[Data items]
********

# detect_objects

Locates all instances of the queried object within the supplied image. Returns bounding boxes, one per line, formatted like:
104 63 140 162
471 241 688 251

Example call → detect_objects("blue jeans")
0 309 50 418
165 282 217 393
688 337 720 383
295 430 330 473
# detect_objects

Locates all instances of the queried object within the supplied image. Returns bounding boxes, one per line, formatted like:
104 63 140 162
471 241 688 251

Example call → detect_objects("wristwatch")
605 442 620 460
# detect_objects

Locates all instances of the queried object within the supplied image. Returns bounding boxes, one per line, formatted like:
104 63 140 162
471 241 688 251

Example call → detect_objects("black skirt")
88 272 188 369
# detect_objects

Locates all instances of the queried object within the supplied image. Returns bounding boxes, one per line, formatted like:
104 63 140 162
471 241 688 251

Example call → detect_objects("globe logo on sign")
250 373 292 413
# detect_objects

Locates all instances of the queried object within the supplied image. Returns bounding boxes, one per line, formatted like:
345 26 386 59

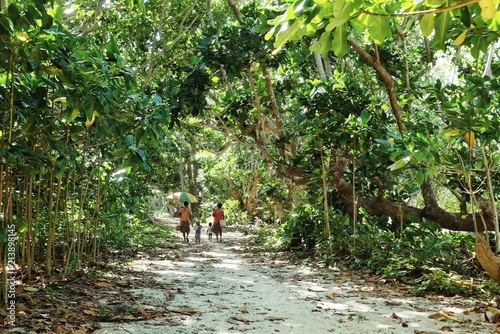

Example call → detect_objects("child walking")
207 223 213 241
194 222 203 242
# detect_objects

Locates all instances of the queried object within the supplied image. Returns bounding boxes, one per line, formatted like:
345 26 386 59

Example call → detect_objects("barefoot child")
207 223 213 241
194 222 203 242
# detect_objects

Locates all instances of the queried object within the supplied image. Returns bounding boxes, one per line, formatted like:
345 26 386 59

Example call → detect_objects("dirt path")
94 215 496 334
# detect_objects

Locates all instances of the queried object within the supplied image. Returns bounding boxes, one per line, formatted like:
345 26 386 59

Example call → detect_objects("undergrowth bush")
255 205 499 296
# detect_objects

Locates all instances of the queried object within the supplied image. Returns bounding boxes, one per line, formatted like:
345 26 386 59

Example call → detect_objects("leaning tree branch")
348 36 406 132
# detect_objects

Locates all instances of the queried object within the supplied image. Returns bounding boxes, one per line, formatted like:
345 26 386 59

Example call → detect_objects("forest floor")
4 217 497 334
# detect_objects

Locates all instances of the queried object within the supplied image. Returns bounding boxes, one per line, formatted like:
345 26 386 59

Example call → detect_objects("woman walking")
212 203 224 242
179 201 192 242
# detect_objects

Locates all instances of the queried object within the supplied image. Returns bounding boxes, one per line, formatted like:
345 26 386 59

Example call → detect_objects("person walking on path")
194 222 203 243
207 223 213 241
212 203 224 242
179 201 192 242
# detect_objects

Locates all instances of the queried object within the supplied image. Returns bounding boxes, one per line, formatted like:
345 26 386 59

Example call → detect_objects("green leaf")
431 11 451 50
368 16 392 44
387 157 410 171
112 148 127 158
333 0 354 20
420 14 434 37
309 31 331 54
273 18 305 50
332 25 349 58
417 172 425 185
65 108 80 123
325 17 348 31
479 0 497 20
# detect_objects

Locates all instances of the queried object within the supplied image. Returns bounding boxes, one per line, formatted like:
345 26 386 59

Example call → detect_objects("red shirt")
179 206 191 222
213 208 224 224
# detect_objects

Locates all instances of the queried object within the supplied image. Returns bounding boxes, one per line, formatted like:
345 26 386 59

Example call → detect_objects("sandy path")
94 215 496 334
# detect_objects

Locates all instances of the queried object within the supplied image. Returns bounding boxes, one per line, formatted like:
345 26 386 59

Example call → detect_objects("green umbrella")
167 191 198 203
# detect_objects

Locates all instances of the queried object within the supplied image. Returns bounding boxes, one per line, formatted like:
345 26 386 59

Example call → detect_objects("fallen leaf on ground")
326 292 342 300
231 316 251 325
214 304 229 310
486 306 500 316
168 307 200 315
391 313 403 322
50 325 73 333
429 311 458 321
463 307 477 314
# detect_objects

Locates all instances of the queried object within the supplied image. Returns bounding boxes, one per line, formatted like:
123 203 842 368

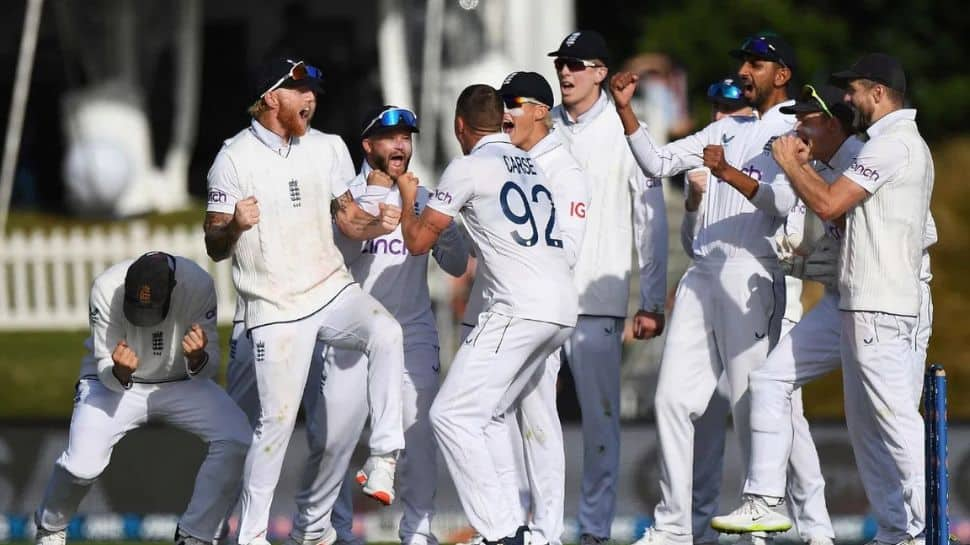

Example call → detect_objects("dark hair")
455 83 505 133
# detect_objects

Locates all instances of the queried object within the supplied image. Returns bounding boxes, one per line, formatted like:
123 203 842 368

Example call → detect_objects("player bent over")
35 252 252 545
398 85 577 545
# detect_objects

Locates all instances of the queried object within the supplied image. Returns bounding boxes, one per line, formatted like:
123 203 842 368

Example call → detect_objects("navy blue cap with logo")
122 252 176 327
498 72 555 109
729 32 798 71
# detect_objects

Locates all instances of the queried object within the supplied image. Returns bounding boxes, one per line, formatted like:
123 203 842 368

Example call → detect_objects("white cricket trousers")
563 315 620 538
654 257 791 543
239 284 404 545
35 378 252 541
293 338 440 545
744 291 930 543
692 319 837 543
431 312 572 541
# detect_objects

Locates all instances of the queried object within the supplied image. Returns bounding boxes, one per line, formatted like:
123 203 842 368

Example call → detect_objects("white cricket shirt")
334 162 468 343
551 91 667 318
206 120 354 329
839 109 934 316
428 133 578 326
627 101 795 263
80 256 220 391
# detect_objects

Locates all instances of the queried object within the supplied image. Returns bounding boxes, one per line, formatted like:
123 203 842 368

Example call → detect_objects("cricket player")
549 30 667 545
398 85 577 545
681 78 836 545
715 53 935 544
35 252 252 545
611 36 828 545
295 105 468 545
205 58 404 544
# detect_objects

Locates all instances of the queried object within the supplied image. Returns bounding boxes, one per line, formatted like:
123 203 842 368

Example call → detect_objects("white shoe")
284 528 337 545
175 526 212 545
357 455 397 505
455 534 485 545
34 526 67 545
633 526 691 545
711 494 791 534
579 534 610 545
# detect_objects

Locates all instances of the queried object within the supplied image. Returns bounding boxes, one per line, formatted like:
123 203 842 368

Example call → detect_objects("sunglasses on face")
552 57 605 72
707 81 741 100
259 60 323 98
360 108 418 135
741 36 788 68
502 96 548 110
801 85 835 117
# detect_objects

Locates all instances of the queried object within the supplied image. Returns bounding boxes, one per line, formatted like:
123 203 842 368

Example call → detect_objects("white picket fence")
0 221 235 331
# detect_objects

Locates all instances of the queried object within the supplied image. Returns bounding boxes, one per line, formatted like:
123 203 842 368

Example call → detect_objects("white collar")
866 108 916 138
468 132 512 155
562 89 610 126
249 117 300 157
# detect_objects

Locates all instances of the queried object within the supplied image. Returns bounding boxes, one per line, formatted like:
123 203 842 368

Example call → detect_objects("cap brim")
123 301 165 327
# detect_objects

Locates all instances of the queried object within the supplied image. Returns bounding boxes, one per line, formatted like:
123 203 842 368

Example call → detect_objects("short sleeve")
205 148 243 214
428 158 475 217
843 138 909 194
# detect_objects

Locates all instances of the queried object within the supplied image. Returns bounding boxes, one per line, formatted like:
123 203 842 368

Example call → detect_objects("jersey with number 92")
428 134 578 326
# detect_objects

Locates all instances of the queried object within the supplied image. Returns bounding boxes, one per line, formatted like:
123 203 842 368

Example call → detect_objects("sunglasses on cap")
707 81 741 100
552 57 606 72
801 85 835 117
360 108 418 136
741 36 788 68
502 96 549 110
259 59 323 98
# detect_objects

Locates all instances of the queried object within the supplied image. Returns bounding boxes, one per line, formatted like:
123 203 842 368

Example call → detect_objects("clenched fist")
397 172 420 202
610 72 640 110
111 340 138 386
182 324 209 372
232 197 259 232
367 169 394 187
378 203 401 233
704 145 731 178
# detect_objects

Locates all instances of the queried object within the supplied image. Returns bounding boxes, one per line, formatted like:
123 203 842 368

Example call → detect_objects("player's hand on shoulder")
633 310 666 339
704 144 730 177
182 324 209 371
610 72 640 109
367 169 394 187
397 172 421 201
111 339 138 385
232 197 259 231
378 203 401 233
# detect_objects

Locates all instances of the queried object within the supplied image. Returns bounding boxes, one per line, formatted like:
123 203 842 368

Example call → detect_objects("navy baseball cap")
252 56 323 98
829 53 906 94
729 33 798 71
549 30 610 64
122 252 176 327
498 72 555 109
707 77 748 109
360 104 421 138
778 85 855 125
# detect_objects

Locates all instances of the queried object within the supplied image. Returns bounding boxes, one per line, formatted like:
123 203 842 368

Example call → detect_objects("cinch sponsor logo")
849 160 879 182
434 189 451 204
741 165 761 182
569 201 586 218
360 238 408 255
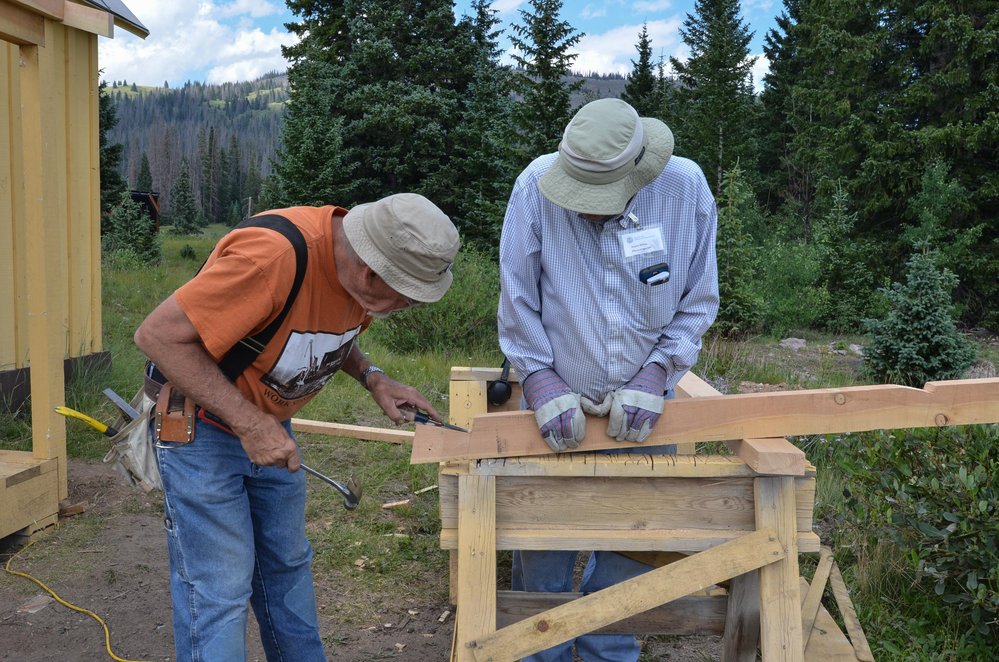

********

Exercise brief
Identify every line in the data items that contains the string "green", and copy each such line in full. Case counts.

Task result
Example call → detect_objects("green leaf")
Example call → detect_objects("green umbrella")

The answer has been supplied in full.